___ RECORDS SHOWN ___

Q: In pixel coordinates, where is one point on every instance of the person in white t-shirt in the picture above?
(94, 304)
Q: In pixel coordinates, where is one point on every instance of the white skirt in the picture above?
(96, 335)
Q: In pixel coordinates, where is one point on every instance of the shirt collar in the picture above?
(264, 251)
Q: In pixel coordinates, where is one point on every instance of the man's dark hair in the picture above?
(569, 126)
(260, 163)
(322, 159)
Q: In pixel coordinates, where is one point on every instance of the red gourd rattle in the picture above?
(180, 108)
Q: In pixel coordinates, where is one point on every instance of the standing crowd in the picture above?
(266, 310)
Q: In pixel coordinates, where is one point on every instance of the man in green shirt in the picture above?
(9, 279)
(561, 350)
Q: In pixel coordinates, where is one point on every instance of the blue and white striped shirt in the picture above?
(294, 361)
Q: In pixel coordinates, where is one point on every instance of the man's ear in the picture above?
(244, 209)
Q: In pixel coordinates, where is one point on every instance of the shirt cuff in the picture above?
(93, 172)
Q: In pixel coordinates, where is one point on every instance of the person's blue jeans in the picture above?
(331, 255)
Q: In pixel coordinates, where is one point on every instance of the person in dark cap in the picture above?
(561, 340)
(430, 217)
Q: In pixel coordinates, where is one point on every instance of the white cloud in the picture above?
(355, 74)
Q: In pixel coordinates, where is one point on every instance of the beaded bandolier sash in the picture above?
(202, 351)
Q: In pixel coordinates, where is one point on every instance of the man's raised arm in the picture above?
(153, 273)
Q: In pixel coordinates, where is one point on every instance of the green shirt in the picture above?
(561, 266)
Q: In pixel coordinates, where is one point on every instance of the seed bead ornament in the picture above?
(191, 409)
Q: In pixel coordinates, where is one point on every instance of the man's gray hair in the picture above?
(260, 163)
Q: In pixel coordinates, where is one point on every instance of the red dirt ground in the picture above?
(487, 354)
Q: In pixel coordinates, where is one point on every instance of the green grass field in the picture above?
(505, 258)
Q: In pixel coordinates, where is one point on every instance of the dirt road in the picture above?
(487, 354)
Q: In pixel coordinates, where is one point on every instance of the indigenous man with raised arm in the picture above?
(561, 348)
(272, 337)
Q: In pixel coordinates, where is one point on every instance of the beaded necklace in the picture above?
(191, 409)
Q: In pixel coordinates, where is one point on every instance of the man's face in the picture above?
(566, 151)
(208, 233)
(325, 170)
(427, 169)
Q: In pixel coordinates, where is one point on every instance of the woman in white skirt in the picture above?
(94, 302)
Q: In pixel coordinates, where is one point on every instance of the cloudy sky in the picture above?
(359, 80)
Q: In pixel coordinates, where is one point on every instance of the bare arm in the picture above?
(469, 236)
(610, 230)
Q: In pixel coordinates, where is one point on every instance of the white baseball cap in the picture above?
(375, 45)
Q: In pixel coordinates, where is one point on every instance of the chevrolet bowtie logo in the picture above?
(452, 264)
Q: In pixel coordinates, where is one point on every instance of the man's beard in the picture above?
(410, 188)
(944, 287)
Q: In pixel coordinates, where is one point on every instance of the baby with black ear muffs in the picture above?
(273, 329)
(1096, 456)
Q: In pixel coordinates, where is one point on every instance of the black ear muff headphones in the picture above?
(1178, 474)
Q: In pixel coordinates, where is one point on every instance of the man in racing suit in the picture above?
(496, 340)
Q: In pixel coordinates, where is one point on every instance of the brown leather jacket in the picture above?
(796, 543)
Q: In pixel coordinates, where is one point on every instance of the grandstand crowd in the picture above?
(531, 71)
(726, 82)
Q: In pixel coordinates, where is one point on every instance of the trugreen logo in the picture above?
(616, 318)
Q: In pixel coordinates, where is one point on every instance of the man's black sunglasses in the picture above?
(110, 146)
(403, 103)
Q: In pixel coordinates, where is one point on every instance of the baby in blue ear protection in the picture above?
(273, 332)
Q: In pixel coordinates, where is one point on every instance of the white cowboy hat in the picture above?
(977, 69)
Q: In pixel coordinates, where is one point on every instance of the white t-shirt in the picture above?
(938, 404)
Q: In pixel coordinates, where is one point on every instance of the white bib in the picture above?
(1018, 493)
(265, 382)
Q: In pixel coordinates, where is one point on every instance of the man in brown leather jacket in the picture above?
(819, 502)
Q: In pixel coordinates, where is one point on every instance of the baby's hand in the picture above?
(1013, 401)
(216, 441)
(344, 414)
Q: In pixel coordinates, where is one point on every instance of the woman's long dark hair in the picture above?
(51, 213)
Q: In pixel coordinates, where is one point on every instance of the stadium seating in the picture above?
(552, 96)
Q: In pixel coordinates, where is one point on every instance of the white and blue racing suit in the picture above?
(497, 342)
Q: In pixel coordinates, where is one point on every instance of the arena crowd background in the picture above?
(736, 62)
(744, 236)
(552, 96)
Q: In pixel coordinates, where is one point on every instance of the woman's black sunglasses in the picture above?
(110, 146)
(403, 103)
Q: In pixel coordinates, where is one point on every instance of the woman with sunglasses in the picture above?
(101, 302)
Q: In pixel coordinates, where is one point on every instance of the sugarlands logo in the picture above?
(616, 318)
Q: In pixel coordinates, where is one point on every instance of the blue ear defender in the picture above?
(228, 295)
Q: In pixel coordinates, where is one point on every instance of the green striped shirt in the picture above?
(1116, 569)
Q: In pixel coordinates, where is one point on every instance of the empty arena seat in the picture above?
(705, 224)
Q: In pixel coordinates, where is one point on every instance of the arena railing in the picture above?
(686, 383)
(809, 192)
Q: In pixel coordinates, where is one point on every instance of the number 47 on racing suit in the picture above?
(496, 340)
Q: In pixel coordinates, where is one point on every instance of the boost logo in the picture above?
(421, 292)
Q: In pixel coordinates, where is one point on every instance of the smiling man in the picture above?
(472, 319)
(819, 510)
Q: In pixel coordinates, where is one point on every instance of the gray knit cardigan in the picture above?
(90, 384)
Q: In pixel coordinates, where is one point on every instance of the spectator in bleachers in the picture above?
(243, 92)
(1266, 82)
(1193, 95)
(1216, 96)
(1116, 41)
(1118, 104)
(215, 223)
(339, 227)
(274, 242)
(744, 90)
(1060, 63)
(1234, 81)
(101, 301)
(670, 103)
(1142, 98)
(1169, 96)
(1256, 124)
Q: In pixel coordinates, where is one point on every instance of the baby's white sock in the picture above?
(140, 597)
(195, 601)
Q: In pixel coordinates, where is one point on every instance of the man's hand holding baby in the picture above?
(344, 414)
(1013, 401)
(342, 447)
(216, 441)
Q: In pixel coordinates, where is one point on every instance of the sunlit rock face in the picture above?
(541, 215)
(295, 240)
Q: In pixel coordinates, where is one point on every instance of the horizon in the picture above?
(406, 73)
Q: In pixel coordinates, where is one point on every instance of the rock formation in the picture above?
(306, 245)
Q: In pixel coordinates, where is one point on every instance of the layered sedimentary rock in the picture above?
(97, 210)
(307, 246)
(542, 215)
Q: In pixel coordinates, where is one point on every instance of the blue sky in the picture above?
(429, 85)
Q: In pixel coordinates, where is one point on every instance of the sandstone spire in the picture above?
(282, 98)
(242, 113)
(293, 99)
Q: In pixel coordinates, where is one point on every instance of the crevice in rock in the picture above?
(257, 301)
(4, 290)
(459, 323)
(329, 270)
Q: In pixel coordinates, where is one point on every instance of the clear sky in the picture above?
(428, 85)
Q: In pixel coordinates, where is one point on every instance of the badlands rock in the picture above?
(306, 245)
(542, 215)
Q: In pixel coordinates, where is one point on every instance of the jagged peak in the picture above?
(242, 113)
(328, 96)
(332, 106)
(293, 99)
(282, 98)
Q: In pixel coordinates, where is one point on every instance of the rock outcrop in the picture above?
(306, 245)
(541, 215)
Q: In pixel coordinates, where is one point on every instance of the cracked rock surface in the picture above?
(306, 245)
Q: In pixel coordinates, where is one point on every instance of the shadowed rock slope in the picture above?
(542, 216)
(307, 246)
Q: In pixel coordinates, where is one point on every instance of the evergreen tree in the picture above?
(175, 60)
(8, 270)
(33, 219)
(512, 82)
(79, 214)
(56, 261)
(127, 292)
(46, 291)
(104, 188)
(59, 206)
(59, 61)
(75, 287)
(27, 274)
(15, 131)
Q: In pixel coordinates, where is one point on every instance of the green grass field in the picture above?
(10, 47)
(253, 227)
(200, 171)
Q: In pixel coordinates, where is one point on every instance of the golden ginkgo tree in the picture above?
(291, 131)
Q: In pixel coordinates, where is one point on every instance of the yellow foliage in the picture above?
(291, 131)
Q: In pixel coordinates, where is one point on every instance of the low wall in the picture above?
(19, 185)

___

__AIM__. Could you reproduce word for word the lines that start with the one containing "peak in the picture above?" and run through the last line of the entries?

__ANSWER TO THIS EXERCISE__.
Q: In pixel coordinates, where is one point on every instance of the jagged peak in the picture above?
(242, 113)
(328, 96)
(332, 106)
(293, 99)
(282, 98)
Q: In pixel coordinates, where is one point on every instance of the rock outcrop in the picture above?
(306, 245)
(541, 215)
Q: In pixel coordinates, where is one point on every instance of the cracked rock surface in the picture above?
(306, 245)
Q: In pixel coordinates, where is one point on every instance of the shadowed rock slope in the picture above?
(542, 216)
(307, 246)
Q: In pixel coordinates, where is one point on every instance of the evergreen tree in the picture above?
(175, 60)
(8, 270)
(33, 219)
(512, 82)
(79, 214)
(56, 261)
(127, 292)
(46, 291)
(104, 188)
(59, 206)
(59, 61)
(75, 287)
(27, 274)
(15, 131)
Q: In pixel coordinates, where is one point on every instance of the green grass field in the picture above?
(10, 47)
(253, 227)
(200, 171)
Q: In pixel coordinates, where is one point on every instance of the golden ginkgo tree in the picture above?
(291, 131)
Q: In pixel coordinates, where is one point on every instance of the yellow foliage in the picture above?
(291, 131)
Q: In pixel coordinates, where is one point on every instance of the low wall in the picture above?
(19, 185)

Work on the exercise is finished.